= ROWS =
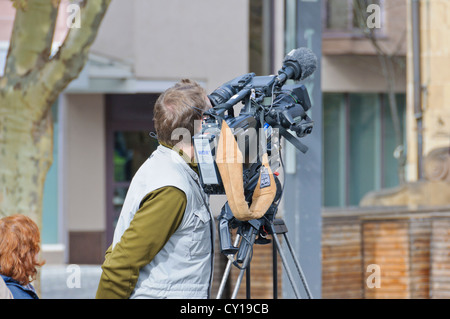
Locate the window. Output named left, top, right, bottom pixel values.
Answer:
left=324, top=0, right=382, bottom=35
left=323, top=93, right=406, bottom=206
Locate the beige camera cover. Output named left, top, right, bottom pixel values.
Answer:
left=216, top=121, right=277, bottom=221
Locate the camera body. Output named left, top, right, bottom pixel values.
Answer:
left=193, top=73, right=313, bottom=197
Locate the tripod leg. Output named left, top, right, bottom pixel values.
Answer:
left=216, top=234, right=241, bottom=299
left=271, top=224, right=300, bottom=299
left=231, top=232, right=256, bottom=299
left=284, top=233, right=312, bottom=299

= EXERCISE AIM =
Rewrite all of the material above with every "camera" changed to "projector" and nothing else altered. Leave the pictures out.

= WRITTEN RESPONSE =
Locate the window. Output named left, top, right, bottom pixel values.
Answer:
left=324, top=0, right=382, bottom=35
left=323, top=93, right=406, bottom=206
Locate the beige projector cover. Output named left, top, right, bottom pixel values.
Answer:
left=216, top=121, right=277, bottom=221
Locate the projector body. Output named left, top, right, bottom pixel values.
Answer:
left=193, top=73, right=313, bottom=197
Locate the tripod leg. Output named left, top, right, bottom pixel values.
Answer:
left=216, top=234, right=241, bottom=299
left=271, top=224, right=300, bottom=299
left=231, top=232, right=256, bottom=299
left=284, top=233, right=312, bottom=299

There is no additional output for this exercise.